> [What is expected]: Output only the lines below that start at the line containing "Target: pale blue sky" and end at the line containing "Target: pallbearer in dark suit", with both ends kept.
┏━━
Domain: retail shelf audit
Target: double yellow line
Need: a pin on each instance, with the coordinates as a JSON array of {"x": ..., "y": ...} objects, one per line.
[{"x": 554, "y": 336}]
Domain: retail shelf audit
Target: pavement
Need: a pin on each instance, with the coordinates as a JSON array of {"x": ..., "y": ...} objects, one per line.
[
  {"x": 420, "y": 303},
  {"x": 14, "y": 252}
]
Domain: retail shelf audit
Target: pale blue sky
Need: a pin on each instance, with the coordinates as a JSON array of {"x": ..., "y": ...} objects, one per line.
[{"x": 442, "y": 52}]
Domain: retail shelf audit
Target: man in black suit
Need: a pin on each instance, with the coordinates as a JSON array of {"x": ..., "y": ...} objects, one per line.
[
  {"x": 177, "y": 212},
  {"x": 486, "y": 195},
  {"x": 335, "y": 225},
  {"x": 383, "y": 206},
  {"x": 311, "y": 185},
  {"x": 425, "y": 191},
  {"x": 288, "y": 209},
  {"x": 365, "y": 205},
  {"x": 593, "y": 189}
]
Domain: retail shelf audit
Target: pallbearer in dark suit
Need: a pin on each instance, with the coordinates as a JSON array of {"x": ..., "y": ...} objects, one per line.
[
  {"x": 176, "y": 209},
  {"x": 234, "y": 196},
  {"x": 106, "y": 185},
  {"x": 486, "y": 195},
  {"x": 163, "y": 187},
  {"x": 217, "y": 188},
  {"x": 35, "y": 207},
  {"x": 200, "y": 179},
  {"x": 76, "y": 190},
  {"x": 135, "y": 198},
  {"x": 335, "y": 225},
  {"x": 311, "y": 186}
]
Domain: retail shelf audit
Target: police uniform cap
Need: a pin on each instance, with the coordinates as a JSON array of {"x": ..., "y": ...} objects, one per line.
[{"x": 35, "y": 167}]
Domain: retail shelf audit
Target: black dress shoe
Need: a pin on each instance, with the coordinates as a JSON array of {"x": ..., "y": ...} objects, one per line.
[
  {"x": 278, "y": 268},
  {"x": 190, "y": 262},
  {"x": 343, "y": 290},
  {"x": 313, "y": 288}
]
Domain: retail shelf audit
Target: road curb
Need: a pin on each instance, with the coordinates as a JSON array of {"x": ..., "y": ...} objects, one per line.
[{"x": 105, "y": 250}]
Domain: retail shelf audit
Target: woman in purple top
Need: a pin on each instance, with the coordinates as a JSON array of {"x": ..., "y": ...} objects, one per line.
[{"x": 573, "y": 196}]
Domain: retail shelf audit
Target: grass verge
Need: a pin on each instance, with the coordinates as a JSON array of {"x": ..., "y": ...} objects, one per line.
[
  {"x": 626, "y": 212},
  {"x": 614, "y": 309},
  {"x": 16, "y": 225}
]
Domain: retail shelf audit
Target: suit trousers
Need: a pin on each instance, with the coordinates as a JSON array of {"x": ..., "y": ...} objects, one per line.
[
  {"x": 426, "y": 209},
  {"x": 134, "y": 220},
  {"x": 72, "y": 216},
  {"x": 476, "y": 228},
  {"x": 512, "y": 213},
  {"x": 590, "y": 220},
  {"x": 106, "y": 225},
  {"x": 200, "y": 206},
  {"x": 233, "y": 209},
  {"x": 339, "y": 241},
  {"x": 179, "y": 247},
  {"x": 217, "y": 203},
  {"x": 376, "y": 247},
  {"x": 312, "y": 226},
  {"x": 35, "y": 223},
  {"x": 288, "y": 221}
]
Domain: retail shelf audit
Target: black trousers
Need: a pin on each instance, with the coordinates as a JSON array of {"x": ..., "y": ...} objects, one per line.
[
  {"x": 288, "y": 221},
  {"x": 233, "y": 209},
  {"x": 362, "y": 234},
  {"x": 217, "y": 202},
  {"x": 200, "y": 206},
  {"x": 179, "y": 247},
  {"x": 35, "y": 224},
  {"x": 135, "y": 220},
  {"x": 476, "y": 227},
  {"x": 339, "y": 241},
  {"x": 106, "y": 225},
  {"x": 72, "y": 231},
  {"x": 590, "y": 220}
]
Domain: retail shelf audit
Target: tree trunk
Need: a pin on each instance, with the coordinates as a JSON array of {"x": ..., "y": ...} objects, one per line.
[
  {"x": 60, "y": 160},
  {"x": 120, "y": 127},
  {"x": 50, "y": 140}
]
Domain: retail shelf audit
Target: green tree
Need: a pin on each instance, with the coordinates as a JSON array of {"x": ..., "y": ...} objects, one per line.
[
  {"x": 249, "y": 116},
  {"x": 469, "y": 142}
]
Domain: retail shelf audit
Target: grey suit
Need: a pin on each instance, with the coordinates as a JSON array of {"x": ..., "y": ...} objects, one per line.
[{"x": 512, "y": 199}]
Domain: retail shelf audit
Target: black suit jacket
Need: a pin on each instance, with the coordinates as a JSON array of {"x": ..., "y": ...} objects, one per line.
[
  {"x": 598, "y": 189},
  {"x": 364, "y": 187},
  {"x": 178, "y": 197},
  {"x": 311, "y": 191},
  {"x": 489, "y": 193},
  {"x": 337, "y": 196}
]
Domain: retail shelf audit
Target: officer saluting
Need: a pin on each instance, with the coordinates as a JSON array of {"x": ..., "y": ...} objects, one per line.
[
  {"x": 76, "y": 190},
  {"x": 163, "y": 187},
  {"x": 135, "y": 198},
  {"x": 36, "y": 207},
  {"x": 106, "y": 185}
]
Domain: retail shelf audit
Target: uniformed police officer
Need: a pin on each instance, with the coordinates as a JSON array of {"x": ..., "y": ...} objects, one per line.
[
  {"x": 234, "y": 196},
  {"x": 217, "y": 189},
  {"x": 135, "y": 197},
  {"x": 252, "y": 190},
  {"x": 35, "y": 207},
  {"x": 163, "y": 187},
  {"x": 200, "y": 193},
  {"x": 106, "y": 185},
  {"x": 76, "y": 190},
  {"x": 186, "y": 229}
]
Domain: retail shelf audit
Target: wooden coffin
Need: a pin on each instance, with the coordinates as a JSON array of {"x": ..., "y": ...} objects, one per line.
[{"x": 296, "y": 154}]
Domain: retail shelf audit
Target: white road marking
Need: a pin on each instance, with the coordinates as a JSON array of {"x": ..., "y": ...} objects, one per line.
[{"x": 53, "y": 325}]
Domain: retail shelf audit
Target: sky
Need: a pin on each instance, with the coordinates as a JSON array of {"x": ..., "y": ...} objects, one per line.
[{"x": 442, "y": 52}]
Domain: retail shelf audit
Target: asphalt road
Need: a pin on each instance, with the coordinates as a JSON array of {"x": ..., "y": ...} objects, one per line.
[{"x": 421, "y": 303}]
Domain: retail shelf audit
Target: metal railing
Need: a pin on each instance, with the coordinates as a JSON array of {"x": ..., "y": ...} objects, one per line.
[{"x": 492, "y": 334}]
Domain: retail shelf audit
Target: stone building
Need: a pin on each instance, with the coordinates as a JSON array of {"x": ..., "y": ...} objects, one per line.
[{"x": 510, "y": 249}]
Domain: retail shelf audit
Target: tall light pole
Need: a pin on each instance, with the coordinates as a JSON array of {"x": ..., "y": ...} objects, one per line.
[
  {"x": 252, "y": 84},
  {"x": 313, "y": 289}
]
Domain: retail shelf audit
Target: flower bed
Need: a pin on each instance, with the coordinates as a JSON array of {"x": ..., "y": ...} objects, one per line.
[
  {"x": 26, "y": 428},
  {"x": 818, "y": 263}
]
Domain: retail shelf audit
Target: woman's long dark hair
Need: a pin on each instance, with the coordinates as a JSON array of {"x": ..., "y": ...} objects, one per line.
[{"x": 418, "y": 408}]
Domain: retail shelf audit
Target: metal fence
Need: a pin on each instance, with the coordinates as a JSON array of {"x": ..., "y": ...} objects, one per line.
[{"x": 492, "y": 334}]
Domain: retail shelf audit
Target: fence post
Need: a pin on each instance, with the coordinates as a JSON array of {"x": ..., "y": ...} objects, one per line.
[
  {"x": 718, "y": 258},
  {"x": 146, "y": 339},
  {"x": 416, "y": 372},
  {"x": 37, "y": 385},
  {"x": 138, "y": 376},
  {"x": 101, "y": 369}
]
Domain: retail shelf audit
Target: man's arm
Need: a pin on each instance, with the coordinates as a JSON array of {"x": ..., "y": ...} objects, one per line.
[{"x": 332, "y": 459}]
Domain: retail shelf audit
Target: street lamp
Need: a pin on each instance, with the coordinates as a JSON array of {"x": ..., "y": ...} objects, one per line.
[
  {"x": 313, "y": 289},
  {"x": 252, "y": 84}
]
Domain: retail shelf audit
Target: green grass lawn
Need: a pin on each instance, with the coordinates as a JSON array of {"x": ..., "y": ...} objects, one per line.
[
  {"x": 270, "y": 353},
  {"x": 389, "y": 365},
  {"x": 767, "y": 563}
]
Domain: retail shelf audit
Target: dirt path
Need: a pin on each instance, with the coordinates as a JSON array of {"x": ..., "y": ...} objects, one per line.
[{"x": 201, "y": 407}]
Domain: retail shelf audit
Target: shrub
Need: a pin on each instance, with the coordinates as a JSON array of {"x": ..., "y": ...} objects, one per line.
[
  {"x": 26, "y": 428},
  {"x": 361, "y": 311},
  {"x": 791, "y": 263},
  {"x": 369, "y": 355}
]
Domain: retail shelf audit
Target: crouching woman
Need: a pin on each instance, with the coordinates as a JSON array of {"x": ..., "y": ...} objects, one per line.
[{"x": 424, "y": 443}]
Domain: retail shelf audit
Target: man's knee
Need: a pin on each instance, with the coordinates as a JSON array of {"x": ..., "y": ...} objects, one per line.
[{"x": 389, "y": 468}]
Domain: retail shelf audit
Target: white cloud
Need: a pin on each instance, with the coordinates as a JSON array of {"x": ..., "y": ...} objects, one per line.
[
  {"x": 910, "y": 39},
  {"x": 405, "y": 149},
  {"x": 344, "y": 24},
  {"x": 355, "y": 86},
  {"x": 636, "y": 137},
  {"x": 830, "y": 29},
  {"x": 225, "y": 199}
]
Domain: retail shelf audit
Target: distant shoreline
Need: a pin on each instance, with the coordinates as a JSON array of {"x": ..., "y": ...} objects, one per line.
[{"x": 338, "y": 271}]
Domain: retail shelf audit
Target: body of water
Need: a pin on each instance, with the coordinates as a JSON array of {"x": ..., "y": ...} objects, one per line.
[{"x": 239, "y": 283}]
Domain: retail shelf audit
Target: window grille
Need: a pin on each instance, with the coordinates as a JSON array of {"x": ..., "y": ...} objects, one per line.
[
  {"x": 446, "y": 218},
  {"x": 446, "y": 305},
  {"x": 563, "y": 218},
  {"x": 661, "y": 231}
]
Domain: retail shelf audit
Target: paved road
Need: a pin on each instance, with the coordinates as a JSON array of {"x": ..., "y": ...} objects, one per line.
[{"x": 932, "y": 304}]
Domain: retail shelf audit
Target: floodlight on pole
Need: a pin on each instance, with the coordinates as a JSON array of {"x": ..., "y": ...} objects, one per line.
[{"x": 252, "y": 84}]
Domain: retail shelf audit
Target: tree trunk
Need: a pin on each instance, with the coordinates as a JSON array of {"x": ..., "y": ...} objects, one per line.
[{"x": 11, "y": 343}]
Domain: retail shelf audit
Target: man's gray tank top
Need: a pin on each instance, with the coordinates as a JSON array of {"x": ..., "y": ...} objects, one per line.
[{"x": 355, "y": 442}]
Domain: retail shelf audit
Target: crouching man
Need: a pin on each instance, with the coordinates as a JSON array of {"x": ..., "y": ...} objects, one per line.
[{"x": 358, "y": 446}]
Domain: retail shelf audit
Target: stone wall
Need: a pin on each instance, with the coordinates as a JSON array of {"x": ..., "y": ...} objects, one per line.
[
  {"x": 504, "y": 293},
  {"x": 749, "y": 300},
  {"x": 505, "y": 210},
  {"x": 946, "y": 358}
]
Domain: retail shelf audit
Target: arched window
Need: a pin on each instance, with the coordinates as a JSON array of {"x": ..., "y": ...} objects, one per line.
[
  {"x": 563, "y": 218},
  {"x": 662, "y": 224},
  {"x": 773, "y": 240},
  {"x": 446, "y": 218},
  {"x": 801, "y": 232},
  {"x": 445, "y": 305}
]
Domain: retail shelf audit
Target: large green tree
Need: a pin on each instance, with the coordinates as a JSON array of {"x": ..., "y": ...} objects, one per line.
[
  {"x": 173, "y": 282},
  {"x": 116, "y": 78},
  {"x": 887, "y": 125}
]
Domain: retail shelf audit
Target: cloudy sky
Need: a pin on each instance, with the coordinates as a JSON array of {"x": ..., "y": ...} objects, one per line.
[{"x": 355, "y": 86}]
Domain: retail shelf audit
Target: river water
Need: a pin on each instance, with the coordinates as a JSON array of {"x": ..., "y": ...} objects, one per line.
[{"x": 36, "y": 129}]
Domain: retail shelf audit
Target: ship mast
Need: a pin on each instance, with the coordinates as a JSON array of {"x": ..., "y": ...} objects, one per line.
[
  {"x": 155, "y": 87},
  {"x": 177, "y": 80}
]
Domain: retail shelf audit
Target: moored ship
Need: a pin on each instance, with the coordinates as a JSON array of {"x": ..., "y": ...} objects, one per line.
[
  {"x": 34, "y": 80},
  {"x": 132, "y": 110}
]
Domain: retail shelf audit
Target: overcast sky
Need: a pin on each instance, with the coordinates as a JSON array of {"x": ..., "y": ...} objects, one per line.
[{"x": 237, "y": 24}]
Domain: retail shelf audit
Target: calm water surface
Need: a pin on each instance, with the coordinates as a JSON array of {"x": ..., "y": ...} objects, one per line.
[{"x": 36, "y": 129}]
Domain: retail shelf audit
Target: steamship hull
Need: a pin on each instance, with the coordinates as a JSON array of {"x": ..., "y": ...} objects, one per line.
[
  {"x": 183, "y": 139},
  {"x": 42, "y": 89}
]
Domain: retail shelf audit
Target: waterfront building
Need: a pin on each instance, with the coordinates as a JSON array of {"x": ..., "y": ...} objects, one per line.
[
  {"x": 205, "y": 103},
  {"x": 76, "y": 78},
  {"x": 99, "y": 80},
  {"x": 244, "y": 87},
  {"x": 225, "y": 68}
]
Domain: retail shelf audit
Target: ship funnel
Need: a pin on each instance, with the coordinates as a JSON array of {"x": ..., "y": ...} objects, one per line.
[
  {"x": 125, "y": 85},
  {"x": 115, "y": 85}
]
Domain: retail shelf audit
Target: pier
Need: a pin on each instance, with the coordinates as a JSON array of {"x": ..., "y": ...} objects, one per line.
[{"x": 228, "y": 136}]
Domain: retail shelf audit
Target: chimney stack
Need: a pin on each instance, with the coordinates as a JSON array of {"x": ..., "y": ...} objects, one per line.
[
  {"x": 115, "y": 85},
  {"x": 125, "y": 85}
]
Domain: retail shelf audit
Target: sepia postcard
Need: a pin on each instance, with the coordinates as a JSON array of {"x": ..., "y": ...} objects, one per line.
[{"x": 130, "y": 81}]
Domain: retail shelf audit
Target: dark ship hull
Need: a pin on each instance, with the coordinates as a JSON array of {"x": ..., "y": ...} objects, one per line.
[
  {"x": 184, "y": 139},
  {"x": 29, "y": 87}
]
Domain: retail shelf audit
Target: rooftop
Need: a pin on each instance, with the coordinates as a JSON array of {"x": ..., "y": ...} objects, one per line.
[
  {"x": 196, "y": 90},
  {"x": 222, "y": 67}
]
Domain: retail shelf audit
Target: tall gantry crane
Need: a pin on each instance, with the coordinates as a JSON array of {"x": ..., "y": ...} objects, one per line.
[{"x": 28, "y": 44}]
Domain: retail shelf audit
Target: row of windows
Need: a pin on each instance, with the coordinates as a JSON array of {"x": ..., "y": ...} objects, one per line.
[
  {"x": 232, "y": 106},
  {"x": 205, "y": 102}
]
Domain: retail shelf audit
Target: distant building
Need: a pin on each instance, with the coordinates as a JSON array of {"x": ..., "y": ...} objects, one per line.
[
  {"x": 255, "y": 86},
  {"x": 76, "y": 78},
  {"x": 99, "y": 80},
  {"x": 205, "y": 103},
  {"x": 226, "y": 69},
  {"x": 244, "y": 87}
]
┗━━
> [Result for this task]:
Target: pale blue sky
Need: a pin on each instance, with the coordinates as a JSON array of {"x": ..., "y": ...} objects, one per line.
[{"x": 442, "y": 52}]
Domain: retail shelf audit
Target: man in black suit
Need: a pin on each instance, with the coordinates as a JSON array of {"x": ..., "y": ...} objects, one per line.
[
  {"x": 177, "y": 212},
  {"x": 486, "y": 195},
  {"x": 335, "y": 225},
  {"x": 383, "y": 206},
  {"x": 311, "y": 185},
  {"x": 425, "y": 191},
  {"x": 288, "y": 209},
  {"x": 365, "y": 205},
  {"x": 593, "y": 189}
]
Domain: retail shelf audit
Target: pallbearer in dark suit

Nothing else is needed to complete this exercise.